WHAT IS NEEDED
Read through the records. Copy each line that has the word "grass".

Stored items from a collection
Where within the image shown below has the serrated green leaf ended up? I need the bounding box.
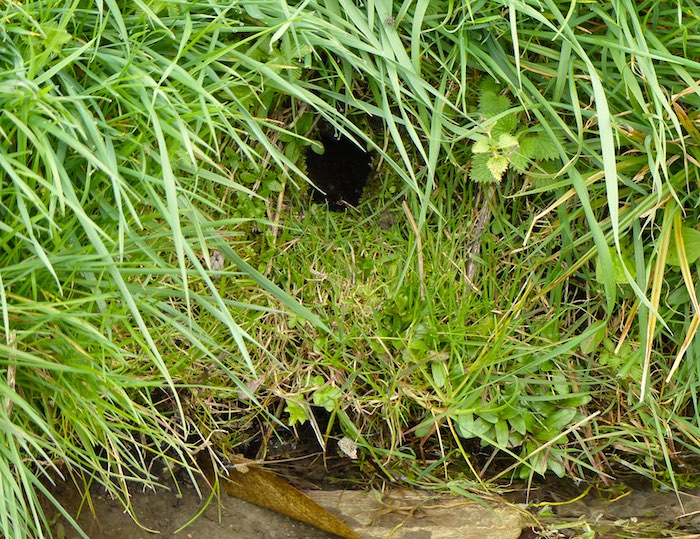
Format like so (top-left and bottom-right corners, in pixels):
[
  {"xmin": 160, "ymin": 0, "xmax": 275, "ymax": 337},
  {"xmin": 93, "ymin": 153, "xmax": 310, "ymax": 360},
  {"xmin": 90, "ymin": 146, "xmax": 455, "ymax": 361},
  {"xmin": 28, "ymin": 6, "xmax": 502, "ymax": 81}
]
[
  {"xmin": 479, "ymin": 78, "xmax": 502, "ymax": 96},
  {"xmin": 509, "ymin": 150, "xmax": 529, "ymax": 173},
  {"xmin": 530, "ymin": 134, "xmax": 559, "ymax": 161},
  {"xmin": 491, "ymin": 113, "xmax": 518, "ymax": 138},
  {"xmin": 472, "ymin": 139, "xmax": 492, "ymax": 154},
  {"xmin": 496, "ymin": 133, "xmax": 519, "ymax": 150},
  {"xmin": 487, "ymin": 155, "xmax": 509, "ymax": 181},
  {"xmin": 285, "ymin": 401, "xmax": 308, "ymax": 426},
  {"xmin": 469, "ymin": 154, "xmax": 497, "ymax": 184},
  {"xmin": 518, "ymin": 136, "xmax": 539, "ymax": 160},
  {"xmin": 479, "ymin": 91, "xmax": 511, "ymax": 117}
]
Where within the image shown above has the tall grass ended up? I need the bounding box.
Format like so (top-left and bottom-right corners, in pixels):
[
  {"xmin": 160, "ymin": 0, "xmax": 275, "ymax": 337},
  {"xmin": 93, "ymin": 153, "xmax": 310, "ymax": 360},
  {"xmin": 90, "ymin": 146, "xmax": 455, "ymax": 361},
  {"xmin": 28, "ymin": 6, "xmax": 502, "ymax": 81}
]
[
  {"xmin": 0, "ymin": 1, "xmax": 330, "ymax": 537},
  {"xmin": 241, "ymin": 0, "xmax": 700, "ymax": 488}
]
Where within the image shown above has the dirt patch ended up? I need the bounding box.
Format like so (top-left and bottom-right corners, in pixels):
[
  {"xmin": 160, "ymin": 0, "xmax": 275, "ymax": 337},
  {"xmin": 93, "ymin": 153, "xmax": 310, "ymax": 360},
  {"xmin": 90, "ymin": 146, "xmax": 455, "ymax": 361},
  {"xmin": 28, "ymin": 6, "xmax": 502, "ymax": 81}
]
[
  {"xmin": 46, "ymin": 472, "xmax": 341, "ymax": 539},
  {"xmin": 507, "ymin": 478, "xmax": 700, "ymax": 537},
  {"xmin": 45, "ymin": 474, "xmax": 528, "ymax": 539}
]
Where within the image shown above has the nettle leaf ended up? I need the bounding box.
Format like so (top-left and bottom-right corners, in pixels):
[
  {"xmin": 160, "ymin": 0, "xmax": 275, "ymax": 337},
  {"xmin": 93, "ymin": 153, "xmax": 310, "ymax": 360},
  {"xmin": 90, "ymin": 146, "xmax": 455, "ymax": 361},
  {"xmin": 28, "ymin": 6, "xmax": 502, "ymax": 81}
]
[
  {"xmin": 667, "ymin": 226, "xmax": 700, "ymax": 266},
  {"xmin": 491, "ymin": 113, "xmax": 518, "ymax": 138},
  {"xmin": 472, "ymin": 138, "xmax": 492, "ymax": 154},
  {"xmin": 536, "ymin": 138, "xmax": 559, "ymax": 161},
  {"xmin": 479, "ymin": 90, "xmax": 511, "ymax": 117},
  {"xmin": 529, "ymin": 134, "xmax": 559, "ymax": 161},
  {"xmin": 508, "ymin": 149, "xmax": 529, "ymax": 173},
  {"xmin": 479, "ymin": 78, "xmax": 502, "ymax": 96},
  {"xmin": 515, "ymin": 134, "xmax": 559, "ymax": 170},
  {"xmin": 518, "ymin": 136, "xmax": 539, "ymax": 160},
  {"xmin": 470, "ymin": 154, "xmax": 498, "ymax": 183},
  {"xmin": 496, "ymin": 133, "xmax": 519, "ymax": 150},
  {"xmin": 487, "ymin": 155, "xmax": 509, "ymax": 181}
]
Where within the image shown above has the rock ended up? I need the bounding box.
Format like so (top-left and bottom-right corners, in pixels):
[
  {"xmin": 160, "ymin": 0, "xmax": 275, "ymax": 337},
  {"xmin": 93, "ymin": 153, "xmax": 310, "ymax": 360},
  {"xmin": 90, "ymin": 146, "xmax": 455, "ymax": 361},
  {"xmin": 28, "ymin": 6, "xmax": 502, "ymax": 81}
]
[{"xmin": 307, "ymin": 489, "xmax": 526, "ymax": 539}]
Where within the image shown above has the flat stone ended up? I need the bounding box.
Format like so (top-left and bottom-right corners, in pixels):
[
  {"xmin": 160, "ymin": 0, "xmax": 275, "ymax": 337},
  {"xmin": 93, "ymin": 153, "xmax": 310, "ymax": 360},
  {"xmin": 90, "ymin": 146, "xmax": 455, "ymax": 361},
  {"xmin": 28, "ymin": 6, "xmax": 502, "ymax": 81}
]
[
  {"xmin": 307, "ymin": 489, "xmax": 526, "ymax": 539},
  {"xmin": 549, "ymin": 486, "xmax": 700, "ymax": 529}
]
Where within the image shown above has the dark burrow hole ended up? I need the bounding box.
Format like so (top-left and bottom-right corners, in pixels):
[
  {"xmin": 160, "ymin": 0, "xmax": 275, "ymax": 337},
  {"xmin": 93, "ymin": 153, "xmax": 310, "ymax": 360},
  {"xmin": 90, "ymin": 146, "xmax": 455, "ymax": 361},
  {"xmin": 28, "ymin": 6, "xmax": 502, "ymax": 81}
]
[
  {"xmin": 305, "ymin": 125, "xmax": 373, "ymax": 211},
  {"xmin": 239, "ymin": 406, "xmax": 364, "ymax": 490}
]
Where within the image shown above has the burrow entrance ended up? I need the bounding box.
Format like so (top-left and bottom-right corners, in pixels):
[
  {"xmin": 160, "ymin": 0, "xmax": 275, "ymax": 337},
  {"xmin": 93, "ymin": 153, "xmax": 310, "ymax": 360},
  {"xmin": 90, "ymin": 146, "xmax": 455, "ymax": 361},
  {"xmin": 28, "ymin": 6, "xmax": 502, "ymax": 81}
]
[{"xmin": 305, "ymin": 126, "xmax": 373, "ymax": 211}]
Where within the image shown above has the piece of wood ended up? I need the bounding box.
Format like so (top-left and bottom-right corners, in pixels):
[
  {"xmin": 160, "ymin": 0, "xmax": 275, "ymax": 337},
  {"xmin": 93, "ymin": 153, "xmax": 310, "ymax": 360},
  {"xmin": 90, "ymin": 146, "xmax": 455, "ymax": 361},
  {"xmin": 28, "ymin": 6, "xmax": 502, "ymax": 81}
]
[{"xmin": 207, "ymin": 458, "xmax": 361, "ymax": 539}]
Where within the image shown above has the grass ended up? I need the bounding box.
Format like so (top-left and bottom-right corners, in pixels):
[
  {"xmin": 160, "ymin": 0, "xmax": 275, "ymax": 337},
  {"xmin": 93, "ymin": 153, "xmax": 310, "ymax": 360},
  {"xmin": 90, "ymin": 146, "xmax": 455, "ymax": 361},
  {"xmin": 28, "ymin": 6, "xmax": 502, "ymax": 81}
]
[{"xmin": 1, "ymin": 0, "xmax": 700, "ymax": 537}]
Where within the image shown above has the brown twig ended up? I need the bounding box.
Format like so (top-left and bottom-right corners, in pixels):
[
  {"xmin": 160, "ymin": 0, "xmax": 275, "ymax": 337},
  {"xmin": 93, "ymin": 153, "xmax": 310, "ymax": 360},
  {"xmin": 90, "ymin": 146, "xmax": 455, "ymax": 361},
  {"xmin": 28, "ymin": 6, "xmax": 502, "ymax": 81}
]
[
  {"xmin": 402, "ymin": 200, "xmax": 425, "ymax": 300},
  {"xmin": 465, "ymin": 184, "xmax": 495, "ymax": 288}
]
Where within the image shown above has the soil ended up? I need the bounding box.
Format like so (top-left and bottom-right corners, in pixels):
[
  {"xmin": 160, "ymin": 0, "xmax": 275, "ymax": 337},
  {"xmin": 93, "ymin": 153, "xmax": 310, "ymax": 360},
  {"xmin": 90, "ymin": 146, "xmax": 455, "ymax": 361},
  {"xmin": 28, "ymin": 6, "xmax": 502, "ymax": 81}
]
[
  {"xmin": 46, "ymin": 475, "xmax": 530, "ymax": 539},
  {"xmin": 507, "ymin": 477, "xmax": 700, "ymax": 538},
  {"xmin": 44, "ymin": 468, "xmax": 700, "ymax": 539},
  {"xmin": 46, "ymin": 472, "xmax": 341, "ymax": 539}
]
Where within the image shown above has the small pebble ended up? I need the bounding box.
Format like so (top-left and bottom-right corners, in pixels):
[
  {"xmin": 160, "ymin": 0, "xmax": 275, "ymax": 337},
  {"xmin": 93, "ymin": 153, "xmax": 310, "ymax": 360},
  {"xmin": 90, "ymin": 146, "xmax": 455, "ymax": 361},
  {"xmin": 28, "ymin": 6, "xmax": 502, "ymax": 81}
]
[
  {"xmin": 338, "ymin": 437, "xmax": 358, "ymax": 460},
  {"xmin": 209, "ymin": 249, "xmax": 225, "ymax": 278}
]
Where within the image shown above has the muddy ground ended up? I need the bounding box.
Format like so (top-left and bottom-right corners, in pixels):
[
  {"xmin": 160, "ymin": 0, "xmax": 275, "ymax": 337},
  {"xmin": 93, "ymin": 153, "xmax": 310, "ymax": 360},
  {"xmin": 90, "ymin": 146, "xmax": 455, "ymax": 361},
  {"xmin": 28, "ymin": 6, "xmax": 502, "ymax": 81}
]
[
  {"xmin": 48, "ymin": 474, "xmax": 338, "ymax": 539},
  {"xmin": 45, "ymin": 468, "xmax": 700, "ymax": 539}
]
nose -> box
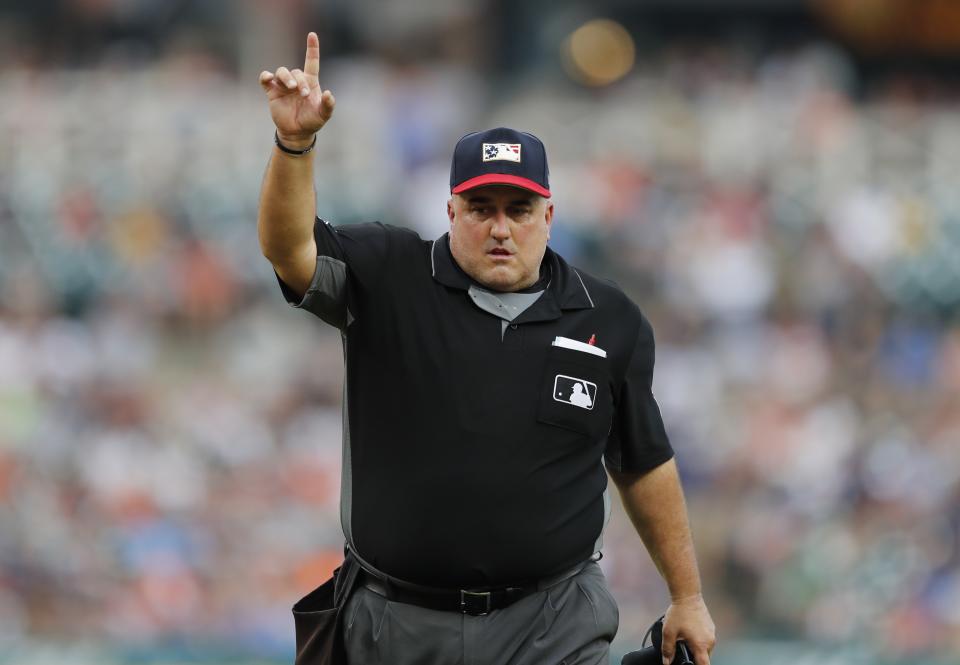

ANSWER AREA
Where within the image shown above has the tall grass ended up? I need the bounding box.
Where within the image shown above has the grass ended up? I need the bounding box.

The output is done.